Unfortunately I got a compile-time error get<0> in namespace ‘std’ does not name a type. using is equivalent to typedef so it needs types to work with.
I am using a std::tuple to represent some data type:
using myFoo = std::tuple<int,int,double,string>;
using getNumber = std::get<0>;
I look at some previous questions but the solution proposed is to wrap and use std::forward. I don't want to write such code for each member.
Q1 from SO
Q2 from SO
Is there a way to get around this using only using keyword?
is there a way to get around this using only using keyword?
I would say no, for std::get is not a type (thus it's not eligible for such an use).
Moreover, even if it was possible, note that std::get is an overloaded function, thus you would have been required to bind yourself to a specific implementation.
That said, in C++17, you can do something like this:
#include<tuple>
#include<utility>
using myFoo = std::tuple<int,int,double>;
constexpr auto getNumber = [](auto &&t) constexpr -> decltype(auto) { return std::get<0>(std::forward<decltype(t)>(t)); };
template<int> struct S {};
int main() {
constexpr myFoo t{0,0,0.};
S<getNumber(t)> s{};
(void)s;
}
As you can see, constexpr lambdas and variables help you creating compile-time (let me say) wrappers you can use to rename functions.

■ Records from a dataset
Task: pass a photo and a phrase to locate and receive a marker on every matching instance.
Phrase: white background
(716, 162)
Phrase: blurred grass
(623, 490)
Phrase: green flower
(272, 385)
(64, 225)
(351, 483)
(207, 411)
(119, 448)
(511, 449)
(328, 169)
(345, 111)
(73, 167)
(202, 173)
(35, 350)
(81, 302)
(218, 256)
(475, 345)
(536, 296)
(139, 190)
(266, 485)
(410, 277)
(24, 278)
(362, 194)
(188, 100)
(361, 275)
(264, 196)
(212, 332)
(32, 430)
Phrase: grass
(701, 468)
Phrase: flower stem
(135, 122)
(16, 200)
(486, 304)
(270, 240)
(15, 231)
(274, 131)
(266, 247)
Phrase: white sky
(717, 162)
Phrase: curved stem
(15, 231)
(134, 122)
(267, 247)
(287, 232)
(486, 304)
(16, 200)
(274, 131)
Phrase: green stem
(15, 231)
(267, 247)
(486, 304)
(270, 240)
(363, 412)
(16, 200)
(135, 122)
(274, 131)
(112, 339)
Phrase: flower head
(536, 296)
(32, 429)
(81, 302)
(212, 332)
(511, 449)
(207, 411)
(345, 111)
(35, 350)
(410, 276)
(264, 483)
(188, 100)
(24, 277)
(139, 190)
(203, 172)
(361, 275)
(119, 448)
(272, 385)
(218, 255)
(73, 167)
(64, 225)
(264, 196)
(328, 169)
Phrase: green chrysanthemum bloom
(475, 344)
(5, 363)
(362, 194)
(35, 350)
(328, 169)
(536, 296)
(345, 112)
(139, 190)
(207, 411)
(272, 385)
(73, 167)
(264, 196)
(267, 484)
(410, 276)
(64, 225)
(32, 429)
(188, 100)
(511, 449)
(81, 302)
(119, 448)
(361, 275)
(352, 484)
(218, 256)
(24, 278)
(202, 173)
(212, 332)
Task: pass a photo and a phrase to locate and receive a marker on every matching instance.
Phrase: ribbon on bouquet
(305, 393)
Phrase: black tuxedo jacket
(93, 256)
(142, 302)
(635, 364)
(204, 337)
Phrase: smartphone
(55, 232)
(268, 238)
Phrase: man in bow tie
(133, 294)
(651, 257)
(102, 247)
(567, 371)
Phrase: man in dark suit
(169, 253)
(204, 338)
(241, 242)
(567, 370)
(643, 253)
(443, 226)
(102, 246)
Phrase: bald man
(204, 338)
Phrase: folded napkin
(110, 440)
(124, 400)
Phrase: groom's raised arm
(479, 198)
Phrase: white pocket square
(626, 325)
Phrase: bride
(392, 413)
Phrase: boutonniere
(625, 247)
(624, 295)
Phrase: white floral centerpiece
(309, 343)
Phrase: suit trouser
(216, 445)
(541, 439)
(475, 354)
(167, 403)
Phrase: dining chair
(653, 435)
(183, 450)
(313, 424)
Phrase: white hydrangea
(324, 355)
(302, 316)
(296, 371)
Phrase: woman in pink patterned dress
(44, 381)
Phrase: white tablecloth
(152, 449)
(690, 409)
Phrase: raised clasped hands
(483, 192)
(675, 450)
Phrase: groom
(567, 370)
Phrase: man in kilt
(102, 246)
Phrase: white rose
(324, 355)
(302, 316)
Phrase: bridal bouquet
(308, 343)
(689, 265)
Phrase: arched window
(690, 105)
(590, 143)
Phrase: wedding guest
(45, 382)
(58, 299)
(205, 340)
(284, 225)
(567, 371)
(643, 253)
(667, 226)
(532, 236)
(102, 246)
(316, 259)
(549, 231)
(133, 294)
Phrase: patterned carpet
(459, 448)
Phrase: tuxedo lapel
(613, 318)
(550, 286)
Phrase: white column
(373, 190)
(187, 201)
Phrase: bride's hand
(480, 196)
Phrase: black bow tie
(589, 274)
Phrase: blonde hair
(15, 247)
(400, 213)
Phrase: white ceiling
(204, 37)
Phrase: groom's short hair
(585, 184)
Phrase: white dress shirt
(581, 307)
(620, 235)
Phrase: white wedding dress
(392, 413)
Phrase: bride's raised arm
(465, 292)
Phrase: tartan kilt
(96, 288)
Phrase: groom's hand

■ To be done
[A] In the records, change "white column" to "white pillar" across the stretch from the line containing "Phrase: arched window" through the end of the records, and reproduce only those lines.
[B] Extend the text on aliasing std::get in C++ beyond its final sentence.
The records have no connection to the text.

■ Answers to the problems
[A]
Phrase: arched window
(690, 105)
(590, 143)
Phrase: wedding guest
(45, 382)
(58, 299)
(205, 340)
(284, 225)
(567, 371)
(643, 253)
(667, 226)
(532, 236)
(102, 246)
(316, 259)
(549, 231)
(133, 294)
Phrase: patterned carpet
(459, 448)
Phrase: tuxedo lapel
(613, 318)
(550, 286)
Phrase: white pillar
(373, 190)
(187, 201)
Phrase: bride's hand
(480, 196)
Phrase: black bow tie
(589, 274)
Phrase: blonde hair
(15, 247)
(400, 213)
Phrase: white ceiling
(204, 37)
Phrase: groom's short hair
(585, 184)
Phrase: white dress shirt
(581, 307)
(620, 235)
Phrase: white wedding dress
(392, 413)
Phrase: bride's raised arm
(465, 292)
Phrase: tartan kilt
(96, 288)
Phrase: groom's hand

[B]
As correctly pointed out by #T.C. in the comments, if you want to generalize it even more and get an almost perfect alias for std::get, you can use a variable template:
template<int N>
constexpr auto getFromPosition = [](auto &&t) constexpr -> decltype(auto) { return std::get<N>(std::forward<decltype(t)>(t)); };
Now you can invoke it as it follows:
S<getFromPosition<0>(t)> s{};
See it on wandbox.
You can do it with a using + an enum:
#include<tuple>
using myFoo = std::tuple<int,int,double>;
int main() {
constexpr myFoo t{0,0,0.};
enum { Number = 0 };
using std::get;
auto&& x = get<Number>(t);
(void)x;
}
Although unfortunately, this is not DRY since you have to maintain an enum and a tuple simultaneously.
In my view, the most DRY and safest way to achieve this is to use tagged values in the tuple. Limit the tuple to maximum one of each tag type.
The tag is essentially a mnemonic for some unique concept:
#include <tuple>
#include <iostream>
//
// simple example of a tagged value class
//
template<class Type, class Tag>
struct tagged
{
constexpr tagged(Type t)
: value_(t) {}
operator Type&() { return value_; }
operator Type const&() const { return value_; }
Type value_;
};
struct age_tag {};
struct weight_tag {};
struct height_tag {};
using Age = tagged<int, age_tag>;
using Weight = tagged<int, weight_tag>;
using Height = tagged<double, height_tag>;
int main()
{
constexpr auto foo1 = std::make_tuple(Age(21), Weight(150), Height(165.5));
constexpr auto foo2 = std::make_tuple(Weight(150), Height(165.5), Age(21));
using std::get;
//
// note below how order now makes no difference
//
std::cout << get<Age>(foo1) << std::endl;
std::cout << get<Weight>(foo1) << std::endl;
std::cout << get<Height>(foo1) << std::endl;
std::cout << "\n";
std::cout << get<Age>(foo2) << std::endl;
std::cout << get<Weight>(foo2) << std::endl;
std::cout << get<Height>(foo2) << std::endl;
}
expected output:
21
150
165.5
21
150
165.5
In general, tuple should be used in generic code.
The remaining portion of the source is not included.